INSTRUCCIONES
**1)** Duplique sin alteraciones el fragmento del texto sobre Emma que comienza en "Hace un tiempo" y termina en "con lápiz grafito.".
**2)** Traduzca al inglés la siguiente oración del texto sobre Emma: «Hace un tiempo atrás, en la imposibilidad súbita de escribir sobre Emma comencé a obsesionarme con sus palabras.»
**3)** Prolongue el texto sobre Emma a continuación de su última oración.

--- TEXTO MOSTRADO ---

Hace un tiempo atrás, en la imposibilidad súbita de escribir sobre Emma comencé a obsesionarme con sus palabras. Esto a causa de una petición desde Bolivia el año pasado. Aquel encargo se vinculaba en reconstruir aquella hoguera que se volvía prontamente ceniza. Sin embargo, me parecía irrealizable en la práctica transferir a escritura, la madeja oscura que tenía en mi cuerpo. Es por esa primera motivación del luto, que retomé una y otra vez los versos, apilando texturas mientras deshilachaba retazos, intentando aunar coincidencias en conjuntos que encerraba con lápiz grafito.
Subrayando, tachando, anotando manuscritas a pie de página, a modo de conjuros. “Trazos más que escrituras, grafías y garabatos delirantes, apuntando sólo ante aquella inabordable condición de albañil de sílabas. Más bien, engendraba el ademán de inventar una estructura de fonemas que pretendían articularse para arrimar aquella voz, pero se iba prontamente diluyendo en el ruido del movimiento.

--- LISTADO ---

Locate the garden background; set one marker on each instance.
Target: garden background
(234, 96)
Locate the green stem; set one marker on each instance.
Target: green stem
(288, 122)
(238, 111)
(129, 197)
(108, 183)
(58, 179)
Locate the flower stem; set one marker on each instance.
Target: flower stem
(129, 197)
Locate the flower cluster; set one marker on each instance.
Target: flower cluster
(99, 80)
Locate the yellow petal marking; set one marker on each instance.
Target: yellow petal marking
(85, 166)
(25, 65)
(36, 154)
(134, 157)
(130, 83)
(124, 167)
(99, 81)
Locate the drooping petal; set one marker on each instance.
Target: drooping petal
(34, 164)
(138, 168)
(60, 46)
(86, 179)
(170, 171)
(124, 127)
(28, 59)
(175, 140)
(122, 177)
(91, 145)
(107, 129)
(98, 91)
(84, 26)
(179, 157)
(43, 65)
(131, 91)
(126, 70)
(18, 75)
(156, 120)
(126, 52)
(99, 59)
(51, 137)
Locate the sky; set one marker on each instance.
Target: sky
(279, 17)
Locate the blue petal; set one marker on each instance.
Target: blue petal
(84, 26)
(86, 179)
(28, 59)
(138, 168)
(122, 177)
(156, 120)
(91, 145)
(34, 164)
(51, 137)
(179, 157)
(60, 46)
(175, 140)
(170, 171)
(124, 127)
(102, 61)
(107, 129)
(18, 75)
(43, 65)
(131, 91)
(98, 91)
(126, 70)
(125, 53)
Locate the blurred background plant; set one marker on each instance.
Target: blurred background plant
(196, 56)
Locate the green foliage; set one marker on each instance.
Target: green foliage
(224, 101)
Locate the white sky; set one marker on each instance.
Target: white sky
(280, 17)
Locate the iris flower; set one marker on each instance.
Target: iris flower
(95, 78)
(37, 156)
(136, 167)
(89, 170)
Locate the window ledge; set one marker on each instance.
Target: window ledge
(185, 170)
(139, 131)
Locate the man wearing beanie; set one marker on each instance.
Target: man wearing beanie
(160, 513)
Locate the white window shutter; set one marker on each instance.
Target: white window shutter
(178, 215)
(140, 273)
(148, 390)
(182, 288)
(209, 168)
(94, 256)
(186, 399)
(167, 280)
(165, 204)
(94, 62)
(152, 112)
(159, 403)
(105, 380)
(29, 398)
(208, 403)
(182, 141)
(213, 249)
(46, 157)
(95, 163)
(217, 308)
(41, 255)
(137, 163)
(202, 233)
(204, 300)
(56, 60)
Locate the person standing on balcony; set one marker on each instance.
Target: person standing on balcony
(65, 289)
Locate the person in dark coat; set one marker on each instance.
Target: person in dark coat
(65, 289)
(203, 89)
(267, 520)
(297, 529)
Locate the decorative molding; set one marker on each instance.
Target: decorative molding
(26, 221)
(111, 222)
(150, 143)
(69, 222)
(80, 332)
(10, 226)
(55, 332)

---

RESPUESTAS
**1)**
Hace un tiempo atrás, en la imposibilidad súbita de escribir sobre Emma comencé a obsesionarme con sus palabras. Esto a causa de una petición desde Bolivia el año pasado. Aquel encargo se vinculaba en reconstruir aquella hoguera que se volvía prontamente ceniza. Sin embargo, me parecía irrealizable en la práctica transferir a escritura, la madeja oscura que tenía en mi cuerpo. Es por esa primera motivación del luto, que retomé una y otra vez los versos, apilando texturas mientras deshilachaba retazos, intentando aunar coincidencias en conjuntos que encerraba con lápiz grafito.

**2)** Some time ago, in the sudden impossibility of writing about Emma, I began to become obsessed with her words.

**3)**
Ante aquella demanda me fui avecinando frente al susurro dominante de la seña y del silencio, que bajito me proponía ir más allá de levantar las vigas, hasta hundirme, profundamente en la gradación del polvo que aún ardía y arde desprendiendo la estela de su composición.
Aquella brasa que calcina y destella a su vez, se transformaba en un nuevo poemma, que invocaba la voz inconclusa de nuestra querida Calíope —apelando tanto al mito griego de Καλλιόπη, como al correo electrónico que utilizaba Emma—. Afianzada a la fijación de ocultista, fui desmembrando el lenguaje hasta recopilar entre pewmas y ouijas, la réplica de transmisión. Entonces descubrimos un diálogo que en la urgencia de la muerte, volvía una y otra vez para responder mensajes al ritmo material del gesto.
Esto que podría llamarse un aspaviento de traducción, una manifestación de sus ventoleras que entre línea y línea, revelamos para comunicarnos en ese relámpago que a veces se torna la noche. Donde el trance es el ritmo de volverse, travestirse otra en el verso. Nuestro oficio al leerla es ir a la frecuencia de lo médium, transcribiendo el respiro de aquella máquina de palabras que Emma inventó. Al menos pude percibir esa tarea cuando el aliento de sus versos se transmitía hoja tras hoja, mientras yo intentaba vagamente escribir una especie de ensayo. Pero finalmente, sus fibras textiles se consolidan como arpas que confabulan a la memoria, en un soplido que estalla más allá de lo fugaz.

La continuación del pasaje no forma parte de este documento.